#### What you need to do
The data below has to be returned exactly, down to the last character.

#### Exercise material

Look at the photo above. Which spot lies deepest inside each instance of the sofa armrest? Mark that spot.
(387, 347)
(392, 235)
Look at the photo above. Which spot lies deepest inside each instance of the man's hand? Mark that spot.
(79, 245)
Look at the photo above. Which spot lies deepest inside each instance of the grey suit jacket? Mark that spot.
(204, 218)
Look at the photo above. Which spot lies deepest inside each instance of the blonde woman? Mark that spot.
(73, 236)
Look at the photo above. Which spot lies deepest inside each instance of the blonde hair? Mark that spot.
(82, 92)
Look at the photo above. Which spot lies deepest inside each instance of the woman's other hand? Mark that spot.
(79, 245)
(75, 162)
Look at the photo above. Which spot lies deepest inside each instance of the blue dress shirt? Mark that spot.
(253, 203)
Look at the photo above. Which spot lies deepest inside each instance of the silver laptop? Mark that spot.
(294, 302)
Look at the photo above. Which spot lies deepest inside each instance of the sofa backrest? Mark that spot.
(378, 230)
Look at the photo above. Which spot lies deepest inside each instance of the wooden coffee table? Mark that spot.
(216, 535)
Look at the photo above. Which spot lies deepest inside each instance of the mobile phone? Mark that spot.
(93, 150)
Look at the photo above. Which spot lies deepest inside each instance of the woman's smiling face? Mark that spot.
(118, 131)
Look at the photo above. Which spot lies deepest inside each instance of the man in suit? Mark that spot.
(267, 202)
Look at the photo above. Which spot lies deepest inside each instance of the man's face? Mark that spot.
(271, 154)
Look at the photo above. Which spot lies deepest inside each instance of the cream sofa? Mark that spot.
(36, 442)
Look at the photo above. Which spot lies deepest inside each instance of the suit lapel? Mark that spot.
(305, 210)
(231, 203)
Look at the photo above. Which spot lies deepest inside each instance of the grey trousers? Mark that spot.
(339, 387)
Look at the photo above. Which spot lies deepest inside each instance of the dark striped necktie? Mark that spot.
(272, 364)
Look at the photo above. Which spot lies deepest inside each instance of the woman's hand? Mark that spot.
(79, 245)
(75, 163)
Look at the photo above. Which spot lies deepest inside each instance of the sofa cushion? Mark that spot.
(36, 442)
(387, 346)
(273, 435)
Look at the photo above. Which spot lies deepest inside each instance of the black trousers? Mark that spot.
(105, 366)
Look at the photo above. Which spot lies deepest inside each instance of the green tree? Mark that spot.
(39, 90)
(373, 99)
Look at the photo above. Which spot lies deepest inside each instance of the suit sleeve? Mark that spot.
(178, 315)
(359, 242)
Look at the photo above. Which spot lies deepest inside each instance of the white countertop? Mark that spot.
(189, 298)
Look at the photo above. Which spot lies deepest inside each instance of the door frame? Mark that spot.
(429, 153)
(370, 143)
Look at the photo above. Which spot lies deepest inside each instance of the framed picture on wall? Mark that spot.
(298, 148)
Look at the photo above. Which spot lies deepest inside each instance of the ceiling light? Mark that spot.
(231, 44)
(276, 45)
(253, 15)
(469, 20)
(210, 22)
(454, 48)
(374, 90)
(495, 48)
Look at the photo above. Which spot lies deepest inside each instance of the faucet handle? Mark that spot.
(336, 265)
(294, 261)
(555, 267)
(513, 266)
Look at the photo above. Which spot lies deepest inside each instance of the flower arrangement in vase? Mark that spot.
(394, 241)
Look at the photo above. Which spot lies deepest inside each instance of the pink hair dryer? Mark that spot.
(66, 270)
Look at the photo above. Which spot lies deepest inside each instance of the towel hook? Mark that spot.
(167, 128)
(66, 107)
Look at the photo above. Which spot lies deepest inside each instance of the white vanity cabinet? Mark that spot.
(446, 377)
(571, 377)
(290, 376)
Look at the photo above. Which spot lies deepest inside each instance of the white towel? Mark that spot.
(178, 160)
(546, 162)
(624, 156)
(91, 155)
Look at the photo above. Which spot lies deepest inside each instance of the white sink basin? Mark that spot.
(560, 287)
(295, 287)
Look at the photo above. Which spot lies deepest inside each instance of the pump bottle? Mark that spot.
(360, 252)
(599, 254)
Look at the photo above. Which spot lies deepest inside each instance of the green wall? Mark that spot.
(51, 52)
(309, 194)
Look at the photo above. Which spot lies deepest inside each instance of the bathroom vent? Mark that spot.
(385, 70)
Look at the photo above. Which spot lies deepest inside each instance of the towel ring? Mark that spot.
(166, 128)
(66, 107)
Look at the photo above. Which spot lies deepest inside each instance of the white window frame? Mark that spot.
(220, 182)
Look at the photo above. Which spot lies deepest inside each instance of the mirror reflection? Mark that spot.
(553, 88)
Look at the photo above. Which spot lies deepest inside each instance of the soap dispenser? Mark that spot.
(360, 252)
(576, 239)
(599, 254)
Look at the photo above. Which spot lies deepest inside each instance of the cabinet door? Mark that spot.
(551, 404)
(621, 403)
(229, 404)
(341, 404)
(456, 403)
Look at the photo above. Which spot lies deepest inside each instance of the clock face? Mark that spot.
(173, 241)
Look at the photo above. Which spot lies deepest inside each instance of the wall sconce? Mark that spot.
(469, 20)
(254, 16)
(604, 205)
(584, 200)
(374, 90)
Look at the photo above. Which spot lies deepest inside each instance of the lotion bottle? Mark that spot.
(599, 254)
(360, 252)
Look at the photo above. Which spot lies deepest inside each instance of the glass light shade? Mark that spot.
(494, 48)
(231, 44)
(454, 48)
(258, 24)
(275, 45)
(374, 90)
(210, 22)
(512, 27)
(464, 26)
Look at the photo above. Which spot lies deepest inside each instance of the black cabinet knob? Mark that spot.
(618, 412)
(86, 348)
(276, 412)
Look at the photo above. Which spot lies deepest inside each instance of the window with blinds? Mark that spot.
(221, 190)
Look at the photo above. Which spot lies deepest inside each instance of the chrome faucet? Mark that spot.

#### Written reply
Look at the photo above. Which spot lies deepest inside each instance of the sofa armrest? Mark that spot.
(387, 347)
(392, 235)
Look at the photo above. Which spot lies deepest inside each instance of the man's hand? Mark that spot.
(79, 245)
Look at the photo above. Which spot lies deepest inside each instance of the grey suit jacket? Mark that spot.
(204, 218)
Look at the photo above. Which spot lies deepest inside each instance of the blonde woman? Mark that spot.
(73, 236)
Look at the photo above. Which spot lies deepest inside each instance of the blonde hair? Mark that spot.
(82, 92)
Look at the photo above. Which spot lies deepest inside each instance of the woman's other hand? Mark that spot.
(79, 245)
(75, 162)
Look at the photo above. Which spot lies deepest inside each instance of the blue dress shirt? Mark that spot.
(253, 203)
Look at the photo above. Which spot lies deepest inside each instance of the silver laptop? Mark that spot.
(294, 302)
Look at the photo above. Which spot lies deepest inside each instance of the sofa backrest? Mark that spot.
(378, 230)
Look at the photo above. Which spot lies deepest inside each instance of the wooden coffee table? Mark that spot.
(216, 535)
Look at the photo above. Which spot lies deepest inside each instance of the mobile phone? Mark that spot.
(93, 150)
Look at the photo above. Which spot lies deepest inside each instance of the woman's smiling face? Mark that spot.
(118, 131)
Look at the photo above. Which spot lies deepest inside each instance of the man in suit? Mark that spot.
(267, 202)
Look at the photo above. Which spot lies deepest inside each instance of the man's face? Mark that spot.
(271, 154)
Look at the photo above. Which spot lies deepest inside each instance of the cream sofa? Mark that spot.
(36, 442)
Look at the photo above. Which spot lies deepest inside each instance of the suit lapel? Mark that spot.
(305, 210)
(231, 203)
Look at the photo above. Which spot lies deepest inside each instance of the grey trousers? Mark that spot.
(339, 387)
Look at the photo above. Which spot lies deepest inside each instance of the dark striped necktie? Mark that spot.
(272, 364)
Look at the photo above. Which spot lies deepest inside each instance of the woman's hand? Mark that spot.
(79, 245)
(75, 163)
Look at the photo above. Which spot lies deepest inside each instance of the sofa cushion? Mark that spot.
(36, 442)
(387, 346)
(273, 435)
Look at the photo above. Which spot lies deepest inside each instance of the black trousers? Mark that spot.
(105, 366)
Look at the photo above. Which spot lies deepest inside each instance of the green tree? Mark that spot.
(39, 90)
(373, 99)
Look at the photo above. Which spot lies deepest inside each instance of the suit sleeve? Mark that spot.
(178, 315)
(359, 242)
Look at the photo above. Which spot lies deepest inside each instance of the white countertop? Mark that spot.
(189, 298)
Look at the photo above. Which spot lies deepest inside each instance of the door frame? Mark that spot.
(429, 153)
(370, 143)
Look at the photo above. Which spot lies deepest inside each instance of the framed picture on wall? Mark that spot.
(298, 148)
Look at the photo above. Which spot lies deepest inside each instance of the ceiling light? Mark that spot.
(231, 44)
(276, 45)
(253, 15)
(469, 20)
(210, 22)
(454, 48)
(374, 90)
(495, 48)
Look at the photo above. Which spot lies deepest inside each instance of the faucet handle? Mark that spot.
(336, 265)
(294, 261)
(555, 267)
(513, 266)
Look at the photo above. Which spot lies deepest inside each instance of the flower arrangement in vase? Mark that spot.
(394, 241)
Look at the photo above. Which spot lies deepest inside each instance of the pink hair dryer? Mark that spot.
(66, 270)
Look at the photo above. Which spot lies deepest inside each instance of the towel hook? Mark that spot.
(167, 128)
(66, 107)
Look at the photo above. Which spot lies deepest inside each instance of the white vanity cabinet? Mark that spot.
(446, 377)
(571, 377)
(290, 376)
Look at the photo above. Which spot lies deepest inside each instance of the white towel? Mark that spot.
(178, 160)
(546, 162)
(624, 156)
(91, 155)
Look at the photo above. Which spot lies deepest inside each instance of the white sink basin? Mark that spot.
(560, 287)
(295, 287)
Look at the photo above. Which spot lies deepest inside each instance of the pump bottle? Mark that spot.
(360, 252)
(599, 254)
Look at the photo above. Which spot lies deepest inside each instance of the green wall? Mark that spot.
(51, 52)
(309, 194)
Look at the photo above. Which spot lies deepest inside each instance of the bathroom vent? Mark that spot.
(385, 70)
Look at the photo above. Which spot lies deepest inside each instance of the towel ring? Mark that spot.
(166, 128)
(66, 107)
Look at the photo above. Which spot lies deepest inside each instance of the white window frame? Mark that spot.
(220, 182)
Look at the photo above. Which spot lies deepest inside each instance of the mirror reflection? Mark that spot.
(553, 88)
Look at the photo above. Which spot lies deepest inside each instance of the soap dispenser? Mark that spot.
(360, 252)
(576, 239)
(599, 254)
Look at the photo above. Which spot lies deepest inside each instance of the cabinet door? Mark that spot.
(551, 404)
(621, 403)
(229, 404)
(341, 404)
(456, 403)
Look at the photo above. Which spot lies deepest inside each instance of the clock face? Mark that spot.
(173, 241)
Look at the photo above. Which spot lies deepest inside each instance of the wall sconce? Mark that spot.
(469, 20)
(254, 16)
(604, 205)
(584, 200)
(374, 90)
Look at the photo above. Which spot lies deepest inside each instance of the lotion bottle? Mark that spot.
(599, 254)
(360, 252)
Look at the photo above. Which spot lies deepest inside each instance of the glass light shade? Mark that spot.
(494, 48)
(231, 44)
(454, 48)
(258, 24)
(275, 45)
(374, 90)
(210, 22)
(512, 27)
(464, 26)
Look at the photo above. Which spot lies deepest inside each instance of the black cabinet knob? Mark that spot.
(618, 412)
(86, 348)
(276, 412)
Look at the photo above. Which spot lies deepest inside each instance of the window with blinds? Mark that spot.
(221, 190)
Look at the photo above. Which spot lies deepest inside each instance of the chrome faucet? Mark that spot.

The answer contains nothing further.